Turning to the issue of the minister’s power to terminate the CEO for unsatisfactory performance, I noted Senator Abetz’s earlier comments in relation to this provision. It is not a provision that allows for capricious action by the minister, nor does it say that. It refers to where there is unsatisfactory performance by a CEO. It is certainly not unreasonable for the minister to have the power to terminate the appointment of a CEO who is not performing. That would of course be subject to all the usual laws that apply to such action that may be taken by either party in response to this. It is quite a big step to take, and the usual safeguards continue to apply. It is not about taking capricious action in this area. It is therefore not one of those areas that you would expect to be exercised often.
I will stop there, and we will go back a fraction to what this is all about. It is about moving forward with the states and territories in relation to providing an outcome—that is, Safe Work Australia providing the facilitative mechanism to bring forward codes of practice and OH&S legislation. If the minister is not delivering in respect of that and the CEO is not in tune and delivering those outcomes, it is not unreasonable for the minister to start to question why. Certainly the states and territories would be seeking an answer to that question. And, of course, when you talk about the issues that surround procedural fairness, they are embodied in law. They will apply as usual so that people can answer the questions if they are put forward.
The short answer is that it is not unreasonable to have such a provision, given the position the CEO will have and the requirements to have that outcome—that is, delivering OH&S harmonised legislation, including codes of conduct for and on behalf of the Commonwealth, the states and the territories.
Mark Bishop (WA, Australian Labor Party) Share this | Link to this | Hansard source
The question is that opposition amendments (11) to (14) on sheet 5611 be agreed to.
Question agreed to.
The Temporary Chairman:
As Senator Siewert is aware, Australian Greens amendment (3) is identical to opposition amendment (12), which was just passed.
1:08 pm
Rachel Siewert (WA, Australian Greens) Share this | Link to this | Hansard source
As indicated previously, the Greens will withdraw that amendment as we have just dealt with it. The Australian Greens oppose clause 57 in the following terms:
(6) Clause 57, page 39 (lines 27 to 29), subclause (3) TO BE OPPOSED.
I realise that we have been talking about the termination of the appointment of the CEO. We believe that this amendment is an important amendment. It opposes the provision allowing for the minister to terminate the appointment of the CEO because the minister is of the opinion that the performance of the CEO has been unsatisfactory. Again, we believe it is inappropriate for the minister to have such a significant level of discretion over such an important position. If the minister is able to fire the CEO at will, we believe that this undermines the independence and tripartite nature of Safe Work Australia. We do not believe that this is an appropriate provision to have in this bill which sets up this particular agency.
1:10 pm
Eric Abetz (Tasmania, Liberal Party, Deputy Leader of the Opposition in the Senate) Share this | Link to this | Hansard source
In my earlier comments I strayed into the subject of this amendment—which was, if I might say, nevertheless relevant as I sought to marry the two considerations. The minister, in responding to those comments, indicated to me that the normal protections would apply to the CEO against any capricious—I think that may have been the word used, or words similar to that—action by the minister. I was just wondering what those protections might be. For example, would the unfair dismissal law apply?
1:11 pm
Joe Ludwig (Queensland, Australian Labor Party, Manager of Government Business in the Senate) Share this | Link to this | Hansard source
The question of course is in respect of the Work Choices legislation that the previous government introduced.

- [Written request 1]:
List each speaker in the debate who is identified by name and party, and give that person's party.
- [Written request 2]:
Rewrite the part of the debate that opens with the words containing "Mark Bishop (WA, Australian" and closes with "TO BE OPPOSED.", switching "withdraw" to "drop".
- [Written request 3]:
Answer these questions from the debate:
(a) Which opposition amendments were put to the question, and on what sheet?
(b) Which Australian Greens amendment is identical to opposition amendment (12)?
(c) What page and lines of clause 57 does the Greens' opposed subclause cover?

- [Records]:
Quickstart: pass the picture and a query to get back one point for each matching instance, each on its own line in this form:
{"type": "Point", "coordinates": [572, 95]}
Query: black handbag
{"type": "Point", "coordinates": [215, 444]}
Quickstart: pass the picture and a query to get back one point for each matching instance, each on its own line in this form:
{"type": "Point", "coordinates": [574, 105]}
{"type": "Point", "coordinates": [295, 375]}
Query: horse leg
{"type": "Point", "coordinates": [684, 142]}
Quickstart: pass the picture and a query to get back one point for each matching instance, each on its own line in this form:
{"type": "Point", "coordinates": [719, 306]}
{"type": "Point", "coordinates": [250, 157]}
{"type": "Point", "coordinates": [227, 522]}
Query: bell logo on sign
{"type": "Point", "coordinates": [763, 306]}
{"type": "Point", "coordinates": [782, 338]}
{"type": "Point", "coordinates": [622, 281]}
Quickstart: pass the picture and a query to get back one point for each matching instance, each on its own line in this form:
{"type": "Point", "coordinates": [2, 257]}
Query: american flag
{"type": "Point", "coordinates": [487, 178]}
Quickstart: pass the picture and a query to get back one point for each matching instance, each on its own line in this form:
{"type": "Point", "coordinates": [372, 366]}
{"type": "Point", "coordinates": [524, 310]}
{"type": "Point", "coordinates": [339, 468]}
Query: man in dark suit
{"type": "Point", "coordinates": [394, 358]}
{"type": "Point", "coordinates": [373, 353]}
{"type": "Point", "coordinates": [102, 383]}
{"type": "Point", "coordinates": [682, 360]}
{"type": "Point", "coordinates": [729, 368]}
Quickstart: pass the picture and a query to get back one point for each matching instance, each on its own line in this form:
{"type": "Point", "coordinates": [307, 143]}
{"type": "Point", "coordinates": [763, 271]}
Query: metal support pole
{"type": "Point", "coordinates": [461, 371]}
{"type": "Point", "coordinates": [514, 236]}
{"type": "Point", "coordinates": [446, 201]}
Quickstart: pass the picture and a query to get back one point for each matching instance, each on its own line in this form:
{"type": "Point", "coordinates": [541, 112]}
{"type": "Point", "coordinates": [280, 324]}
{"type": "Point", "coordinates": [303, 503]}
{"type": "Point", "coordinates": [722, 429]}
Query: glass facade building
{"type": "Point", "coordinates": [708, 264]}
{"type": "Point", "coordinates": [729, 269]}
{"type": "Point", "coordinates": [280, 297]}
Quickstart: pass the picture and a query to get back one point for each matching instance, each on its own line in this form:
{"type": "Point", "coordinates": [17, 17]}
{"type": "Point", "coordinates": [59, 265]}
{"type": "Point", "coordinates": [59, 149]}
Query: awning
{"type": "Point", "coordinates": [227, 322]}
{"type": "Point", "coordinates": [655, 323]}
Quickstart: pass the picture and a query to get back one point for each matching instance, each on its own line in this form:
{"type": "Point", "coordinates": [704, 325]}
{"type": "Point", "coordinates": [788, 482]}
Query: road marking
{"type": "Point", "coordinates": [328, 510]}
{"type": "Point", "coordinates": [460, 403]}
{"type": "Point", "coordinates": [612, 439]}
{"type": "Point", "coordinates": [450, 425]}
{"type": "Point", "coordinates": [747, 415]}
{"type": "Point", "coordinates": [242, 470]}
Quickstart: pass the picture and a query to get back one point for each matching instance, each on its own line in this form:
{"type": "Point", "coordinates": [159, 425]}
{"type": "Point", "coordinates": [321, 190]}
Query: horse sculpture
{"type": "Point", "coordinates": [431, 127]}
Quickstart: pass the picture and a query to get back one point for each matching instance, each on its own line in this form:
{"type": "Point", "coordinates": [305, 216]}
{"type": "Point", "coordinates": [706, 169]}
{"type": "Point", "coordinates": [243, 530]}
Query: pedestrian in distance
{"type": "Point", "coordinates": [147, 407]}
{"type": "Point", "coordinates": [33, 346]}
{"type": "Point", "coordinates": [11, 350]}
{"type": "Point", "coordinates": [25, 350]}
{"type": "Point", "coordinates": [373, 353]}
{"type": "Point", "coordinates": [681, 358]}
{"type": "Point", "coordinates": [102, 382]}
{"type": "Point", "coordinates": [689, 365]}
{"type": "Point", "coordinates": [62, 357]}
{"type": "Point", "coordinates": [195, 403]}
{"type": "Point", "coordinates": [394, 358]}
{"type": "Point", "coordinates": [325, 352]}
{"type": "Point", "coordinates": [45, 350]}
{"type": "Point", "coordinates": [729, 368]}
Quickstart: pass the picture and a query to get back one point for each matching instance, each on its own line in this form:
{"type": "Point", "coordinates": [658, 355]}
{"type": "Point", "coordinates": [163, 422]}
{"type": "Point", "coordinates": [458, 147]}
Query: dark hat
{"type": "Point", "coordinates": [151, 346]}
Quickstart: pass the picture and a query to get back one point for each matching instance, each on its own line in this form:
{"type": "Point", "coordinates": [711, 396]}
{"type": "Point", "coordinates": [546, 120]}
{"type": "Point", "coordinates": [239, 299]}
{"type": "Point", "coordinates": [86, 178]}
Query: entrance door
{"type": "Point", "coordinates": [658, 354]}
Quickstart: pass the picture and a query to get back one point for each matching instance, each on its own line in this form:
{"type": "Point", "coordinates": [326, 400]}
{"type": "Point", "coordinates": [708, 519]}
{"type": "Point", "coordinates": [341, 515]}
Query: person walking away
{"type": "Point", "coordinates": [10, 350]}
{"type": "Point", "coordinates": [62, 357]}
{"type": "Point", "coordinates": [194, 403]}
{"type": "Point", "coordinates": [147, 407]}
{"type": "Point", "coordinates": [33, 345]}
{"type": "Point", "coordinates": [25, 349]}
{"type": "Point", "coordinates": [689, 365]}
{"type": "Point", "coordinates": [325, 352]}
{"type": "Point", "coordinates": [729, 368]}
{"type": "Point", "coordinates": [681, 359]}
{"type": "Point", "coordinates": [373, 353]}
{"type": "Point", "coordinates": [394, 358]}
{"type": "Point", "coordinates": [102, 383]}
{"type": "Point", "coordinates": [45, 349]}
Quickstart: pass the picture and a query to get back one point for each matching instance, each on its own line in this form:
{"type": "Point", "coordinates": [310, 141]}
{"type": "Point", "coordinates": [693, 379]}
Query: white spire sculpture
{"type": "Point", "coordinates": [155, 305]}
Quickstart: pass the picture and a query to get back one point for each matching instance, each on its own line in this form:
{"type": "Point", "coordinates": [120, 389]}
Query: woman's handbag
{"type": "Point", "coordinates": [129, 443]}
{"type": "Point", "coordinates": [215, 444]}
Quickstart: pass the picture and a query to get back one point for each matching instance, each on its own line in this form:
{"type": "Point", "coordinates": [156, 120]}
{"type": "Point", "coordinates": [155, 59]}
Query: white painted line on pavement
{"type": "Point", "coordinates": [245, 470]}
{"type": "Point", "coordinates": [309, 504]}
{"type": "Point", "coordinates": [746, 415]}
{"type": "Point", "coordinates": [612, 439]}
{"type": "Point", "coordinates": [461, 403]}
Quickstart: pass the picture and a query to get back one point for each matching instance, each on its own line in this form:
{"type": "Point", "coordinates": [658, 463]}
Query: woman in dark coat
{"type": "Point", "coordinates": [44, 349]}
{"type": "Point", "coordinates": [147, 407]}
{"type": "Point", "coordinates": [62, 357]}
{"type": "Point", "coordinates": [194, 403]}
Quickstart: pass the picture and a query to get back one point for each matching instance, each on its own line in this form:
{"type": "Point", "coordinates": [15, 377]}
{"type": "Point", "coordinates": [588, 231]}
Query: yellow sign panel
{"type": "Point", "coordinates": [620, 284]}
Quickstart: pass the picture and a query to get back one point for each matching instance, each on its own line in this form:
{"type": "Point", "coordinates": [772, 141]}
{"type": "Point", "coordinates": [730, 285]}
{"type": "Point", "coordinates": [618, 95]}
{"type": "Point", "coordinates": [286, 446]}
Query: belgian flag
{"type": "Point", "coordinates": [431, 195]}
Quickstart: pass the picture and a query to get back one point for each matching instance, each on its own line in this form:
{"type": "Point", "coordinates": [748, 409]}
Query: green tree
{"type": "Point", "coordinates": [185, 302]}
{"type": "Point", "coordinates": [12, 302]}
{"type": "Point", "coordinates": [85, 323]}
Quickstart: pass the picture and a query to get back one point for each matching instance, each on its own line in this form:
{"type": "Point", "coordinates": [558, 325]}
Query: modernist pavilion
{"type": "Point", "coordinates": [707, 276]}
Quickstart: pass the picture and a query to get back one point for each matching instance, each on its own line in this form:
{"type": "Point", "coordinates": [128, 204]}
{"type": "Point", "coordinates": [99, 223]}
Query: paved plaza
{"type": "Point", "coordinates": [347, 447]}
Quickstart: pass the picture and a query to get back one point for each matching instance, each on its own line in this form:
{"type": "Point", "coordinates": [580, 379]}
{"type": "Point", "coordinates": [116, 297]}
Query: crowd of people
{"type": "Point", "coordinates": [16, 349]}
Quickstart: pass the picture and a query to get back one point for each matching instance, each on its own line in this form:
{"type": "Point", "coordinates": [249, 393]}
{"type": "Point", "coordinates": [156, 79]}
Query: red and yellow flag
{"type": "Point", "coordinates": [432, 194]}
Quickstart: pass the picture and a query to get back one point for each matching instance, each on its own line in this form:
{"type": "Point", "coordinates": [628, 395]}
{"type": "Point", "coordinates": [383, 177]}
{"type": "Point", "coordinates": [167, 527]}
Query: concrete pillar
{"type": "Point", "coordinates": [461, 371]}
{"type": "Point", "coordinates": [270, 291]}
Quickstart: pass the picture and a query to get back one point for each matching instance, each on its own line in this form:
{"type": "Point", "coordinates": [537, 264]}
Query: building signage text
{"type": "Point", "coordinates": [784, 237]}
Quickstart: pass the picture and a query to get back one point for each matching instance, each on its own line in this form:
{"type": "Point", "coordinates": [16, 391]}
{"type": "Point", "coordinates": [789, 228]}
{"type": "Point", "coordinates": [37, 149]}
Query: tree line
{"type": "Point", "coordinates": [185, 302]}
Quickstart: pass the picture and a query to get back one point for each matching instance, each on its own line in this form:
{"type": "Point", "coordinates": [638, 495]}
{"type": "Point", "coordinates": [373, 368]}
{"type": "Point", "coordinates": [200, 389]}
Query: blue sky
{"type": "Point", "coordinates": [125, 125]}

- [Exercise solution 1]:
Mark Bishop (Australian Labor Party)
Rachel Siewert (Australian Greens)
Eric Abetz (Liberal Party)
Joe Ludwig (Australian Labor Party)

- [Exercise solution 2]:
Mark Bishop (WA, Australian Labor Party) Share this | Link to this | Hansard source
The question is that opposition amendments (11) to (14) on sheet 5611 be agreed to.
Question agreed to.
The Temporary Chairman:
As Senator Siewert is aware, Australian Greens amendment (3) is identical to opposition amendment (12), which was just passed.
1:08 pm
Rachel Siewert (WA, Australian Greens) Share this | Link to this | Hansard source
As indicated previously, the Greens will drop that amendment as we have just dealt with it. The Australian Greens oppose clause 57 in the following terms:
(6) Clause 57, page 39 (lines 27 to 29), subclause (3) TO BE OPPOSED.

- [Exercise solution 3]:
(a) Amendments (11) to (14) on sheet 5611
(b) Amendment (3)
(c) Page 39, lines 27 to 29